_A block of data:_
»»

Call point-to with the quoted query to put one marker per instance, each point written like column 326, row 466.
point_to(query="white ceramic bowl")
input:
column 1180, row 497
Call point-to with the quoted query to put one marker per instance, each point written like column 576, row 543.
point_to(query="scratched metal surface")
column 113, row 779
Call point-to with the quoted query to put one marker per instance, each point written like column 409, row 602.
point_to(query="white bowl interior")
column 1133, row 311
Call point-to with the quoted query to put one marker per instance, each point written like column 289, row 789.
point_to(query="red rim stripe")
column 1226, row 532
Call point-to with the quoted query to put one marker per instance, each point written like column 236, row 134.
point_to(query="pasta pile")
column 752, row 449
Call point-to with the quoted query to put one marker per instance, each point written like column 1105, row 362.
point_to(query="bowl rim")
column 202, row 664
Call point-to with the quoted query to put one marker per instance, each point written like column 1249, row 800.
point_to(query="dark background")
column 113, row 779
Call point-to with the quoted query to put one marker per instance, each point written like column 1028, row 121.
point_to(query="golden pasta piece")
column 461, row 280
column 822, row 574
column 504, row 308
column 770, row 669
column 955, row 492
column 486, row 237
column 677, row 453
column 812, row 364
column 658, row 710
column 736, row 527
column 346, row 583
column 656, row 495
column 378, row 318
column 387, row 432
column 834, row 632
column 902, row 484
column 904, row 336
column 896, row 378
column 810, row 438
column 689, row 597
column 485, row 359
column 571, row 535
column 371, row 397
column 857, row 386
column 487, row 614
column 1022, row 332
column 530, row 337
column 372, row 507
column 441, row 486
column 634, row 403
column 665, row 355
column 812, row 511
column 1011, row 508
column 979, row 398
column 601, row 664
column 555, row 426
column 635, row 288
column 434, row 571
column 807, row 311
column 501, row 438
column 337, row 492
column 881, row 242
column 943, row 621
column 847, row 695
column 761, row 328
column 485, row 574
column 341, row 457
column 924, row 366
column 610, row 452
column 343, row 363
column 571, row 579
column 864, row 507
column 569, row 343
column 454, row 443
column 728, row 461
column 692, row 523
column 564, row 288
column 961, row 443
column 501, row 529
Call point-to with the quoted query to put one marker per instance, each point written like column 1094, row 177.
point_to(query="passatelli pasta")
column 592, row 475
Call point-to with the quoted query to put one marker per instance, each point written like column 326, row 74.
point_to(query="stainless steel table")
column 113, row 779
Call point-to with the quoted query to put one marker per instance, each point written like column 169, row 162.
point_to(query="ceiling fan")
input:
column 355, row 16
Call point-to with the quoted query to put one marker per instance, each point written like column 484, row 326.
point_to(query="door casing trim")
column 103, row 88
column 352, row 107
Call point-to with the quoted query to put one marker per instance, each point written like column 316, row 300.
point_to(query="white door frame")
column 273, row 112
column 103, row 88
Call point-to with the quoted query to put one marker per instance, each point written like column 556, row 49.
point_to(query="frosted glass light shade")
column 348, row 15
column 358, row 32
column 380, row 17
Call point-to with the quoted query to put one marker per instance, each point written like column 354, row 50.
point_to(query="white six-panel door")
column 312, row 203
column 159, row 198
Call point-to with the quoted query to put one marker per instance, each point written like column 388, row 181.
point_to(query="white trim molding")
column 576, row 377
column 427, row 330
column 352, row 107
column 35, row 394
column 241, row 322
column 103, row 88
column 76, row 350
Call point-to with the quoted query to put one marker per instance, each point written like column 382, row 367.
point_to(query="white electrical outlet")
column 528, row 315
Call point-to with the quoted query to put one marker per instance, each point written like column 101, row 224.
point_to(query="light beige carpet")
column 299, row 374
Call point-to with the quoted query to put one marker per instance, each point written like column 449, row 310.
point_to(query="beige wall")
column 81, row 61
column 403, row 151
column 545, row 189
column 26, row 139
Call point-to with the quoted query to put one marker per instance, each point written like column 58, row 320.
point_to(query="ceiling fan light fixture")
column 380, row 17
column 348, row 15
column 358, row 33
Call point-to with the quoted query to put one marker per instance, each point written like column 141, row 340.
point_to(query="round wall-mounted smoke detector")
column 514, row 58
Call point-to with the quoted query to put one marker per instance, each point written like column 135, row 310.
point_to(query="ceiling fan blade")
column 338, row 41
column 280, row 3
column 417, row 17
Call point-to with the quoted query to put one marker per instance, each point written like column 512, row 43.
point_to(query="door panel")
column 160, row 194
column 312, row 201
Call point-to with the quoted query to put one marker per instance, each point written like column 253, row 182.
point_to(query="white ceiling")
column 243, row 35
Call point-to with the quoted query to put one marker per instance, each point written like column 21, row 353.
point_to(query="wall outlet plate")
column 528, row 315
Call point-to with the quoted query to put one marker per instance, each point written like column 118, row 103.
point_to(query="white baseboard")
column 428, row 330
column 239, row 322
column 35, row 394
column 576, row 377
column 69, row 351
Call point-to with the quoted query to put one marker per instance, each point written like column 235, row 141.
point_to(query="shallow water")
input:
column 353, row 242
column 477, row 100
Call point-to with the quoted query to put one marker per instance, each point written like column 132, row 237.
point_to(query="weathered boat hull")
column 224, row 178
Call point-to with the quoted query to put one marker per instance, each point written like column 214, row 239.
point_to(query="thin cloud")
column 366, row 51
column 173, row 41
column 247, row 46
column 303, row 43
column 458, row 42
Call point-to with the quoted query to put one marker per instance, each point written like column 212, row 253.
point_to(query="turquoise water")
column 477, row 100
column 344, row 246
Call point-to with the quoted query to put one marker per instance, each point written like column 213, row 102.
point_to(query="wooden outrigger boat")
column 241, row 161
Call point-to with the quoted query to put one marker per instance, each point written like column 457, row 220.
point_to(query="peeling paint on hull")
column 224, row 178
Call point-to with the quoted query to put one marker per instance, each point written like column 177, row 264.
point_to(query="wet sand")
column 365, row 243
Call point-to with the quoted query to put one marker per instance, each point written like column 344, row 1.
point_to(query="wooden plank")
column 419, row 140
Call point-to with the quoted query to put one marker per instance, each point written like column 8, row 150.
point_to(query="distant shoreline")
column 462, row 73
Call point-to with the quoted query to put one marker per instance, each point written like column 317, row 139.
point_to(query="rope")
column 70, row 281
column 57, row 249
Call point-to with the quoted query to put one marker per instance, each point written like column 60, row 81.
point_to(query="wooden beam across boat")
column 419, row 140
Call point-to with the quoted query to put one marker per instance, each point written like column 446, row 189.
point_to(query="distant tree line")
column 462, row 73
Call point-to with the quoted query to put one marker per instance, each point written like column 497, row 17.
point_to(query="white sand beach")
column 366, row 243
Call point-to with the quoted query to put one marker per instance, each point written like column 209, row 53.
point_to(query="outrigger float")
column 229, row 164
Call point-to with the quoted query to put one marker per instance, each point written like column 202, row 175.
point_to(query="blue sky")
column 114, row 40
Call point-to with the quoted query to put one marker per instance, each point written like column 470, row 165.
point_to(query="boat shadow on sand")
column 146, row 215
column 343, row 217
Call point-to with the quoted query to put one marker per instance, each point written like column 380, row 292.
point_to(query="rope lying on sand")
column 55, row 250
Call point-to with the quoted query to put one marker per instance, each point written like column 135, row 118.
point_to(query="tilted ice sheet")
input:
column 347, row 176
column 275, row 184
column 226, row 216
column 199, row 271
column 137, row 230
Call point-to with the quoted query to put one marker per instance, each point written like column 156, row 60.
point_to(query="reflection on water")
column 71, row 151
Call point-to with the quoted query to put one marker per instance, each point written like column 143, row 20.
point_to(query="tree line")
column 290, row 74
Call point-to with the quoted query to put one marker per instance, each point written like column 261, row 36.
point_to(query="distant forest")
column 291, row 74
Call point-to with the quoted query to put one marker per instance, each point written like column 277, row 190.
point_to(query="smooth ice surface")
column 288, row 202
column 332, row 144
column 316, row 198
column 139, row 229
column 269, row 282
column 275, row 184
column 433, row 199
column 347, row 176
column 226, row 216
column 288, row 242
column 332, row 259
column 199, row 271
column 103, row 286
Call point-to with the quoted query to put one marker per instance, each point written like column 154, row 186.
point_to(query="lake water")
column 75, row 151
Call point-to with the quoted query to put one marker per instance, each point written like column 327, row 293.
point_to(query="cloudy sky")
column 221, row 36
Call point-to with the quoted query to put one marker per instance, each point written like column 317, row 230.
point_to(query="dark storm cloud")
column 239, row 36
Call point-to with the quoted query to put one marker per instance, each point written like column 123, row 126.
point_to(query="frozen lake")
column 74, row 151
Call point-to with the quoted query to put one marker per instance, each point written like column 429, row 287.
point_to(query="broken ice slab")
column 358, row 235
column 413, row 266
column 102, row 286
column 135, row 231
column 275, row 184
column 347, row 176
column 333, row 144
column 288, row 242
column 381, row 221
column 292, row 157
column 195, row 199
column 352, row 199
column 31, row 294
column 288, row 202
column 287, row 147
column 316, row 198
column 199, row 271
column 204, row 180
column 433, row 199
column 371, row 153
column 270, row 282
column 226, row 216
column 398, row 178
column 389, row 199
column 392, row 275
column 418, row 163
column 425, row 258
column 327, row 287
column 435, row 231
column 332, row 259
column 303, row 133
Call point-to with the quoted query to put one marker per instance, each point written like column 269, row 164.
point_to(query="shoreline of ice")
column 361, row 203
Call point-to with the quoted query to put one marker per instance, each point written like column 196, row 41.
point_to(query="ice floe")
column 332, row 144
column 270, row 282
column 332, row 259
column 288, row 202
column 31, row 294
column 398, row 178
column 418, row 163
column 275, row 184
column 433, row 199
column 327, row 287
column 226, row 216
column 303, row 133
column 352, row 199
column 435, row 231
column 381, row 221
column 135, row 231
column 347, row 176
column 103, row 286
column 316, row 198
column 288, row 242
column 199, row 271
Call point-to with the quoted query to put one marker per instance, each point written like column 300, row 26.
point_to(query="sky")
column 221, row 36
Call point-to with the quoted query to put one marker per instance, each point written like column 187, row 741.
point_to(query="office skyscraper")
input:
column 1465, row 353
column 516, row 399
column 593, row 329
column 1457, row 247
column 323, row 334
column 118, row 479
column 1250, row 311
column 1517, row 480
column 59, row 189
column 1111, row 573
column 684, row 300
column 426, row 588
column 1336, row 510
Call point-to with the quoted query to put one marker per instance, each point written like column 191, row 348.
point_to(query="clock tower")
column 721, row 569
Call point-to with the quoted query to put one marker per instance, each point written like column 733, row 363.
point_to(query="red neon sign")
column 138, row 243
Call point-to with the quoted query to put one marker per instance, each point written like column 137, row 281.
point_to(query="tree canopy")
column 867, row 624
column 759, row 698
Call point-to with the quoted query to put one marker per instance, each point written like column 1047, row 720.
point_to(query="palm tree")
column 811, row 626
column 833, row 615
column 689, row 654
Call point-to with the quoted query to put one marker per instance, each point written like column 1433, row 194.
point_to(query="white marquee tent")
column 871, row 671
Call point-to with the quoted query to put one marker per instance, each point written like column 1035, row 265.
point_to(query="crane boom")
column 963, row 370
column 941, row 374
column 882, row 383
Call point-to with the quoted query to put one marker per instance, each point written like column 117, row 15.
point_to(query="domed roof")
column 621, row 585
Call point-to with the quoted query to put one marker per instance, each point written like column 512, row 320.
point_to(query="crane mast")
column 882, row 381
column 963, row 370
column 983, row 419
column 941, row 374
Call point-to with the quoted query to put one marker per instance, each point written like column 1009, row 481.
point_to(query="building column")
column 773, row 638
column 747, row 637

««

_What is being asked:_
Copy out the material above word for word, starting at its first line and ending at the line that contains "column 202, row 664".

_Finished task:_
Call point-to with the quoted query to put one marker per instance, each point written like column 326, row 466.
point_to(query="white ceramic bowl")
input:
column 1180, row 497
Call point-to with the quoted query to put one marker per instance, each point written like column 576, row 543.
point_to(query="scratched metal surface")
column 113, row 779
Call point-to with the quoted query to put one marker per instance, each point written like column 409, row 602.
point_to(query="white bowl interior")
column 1133, row 311
Call point-to with the quoted query to put one marker per instance, each point written like column 289, row 789.
point_to(query="red rim stripe")
column 1226, row 532
Call point-to with the quoted query to put one marker per instance, each point written like column 236, row 134.
point_to(query="pasta pile")
column 752, row 449
Call point-to with the quoted query to put one marker per instance, each point written like column 1105, row 362.
point_to(query="bowl rim")
column 202, row 664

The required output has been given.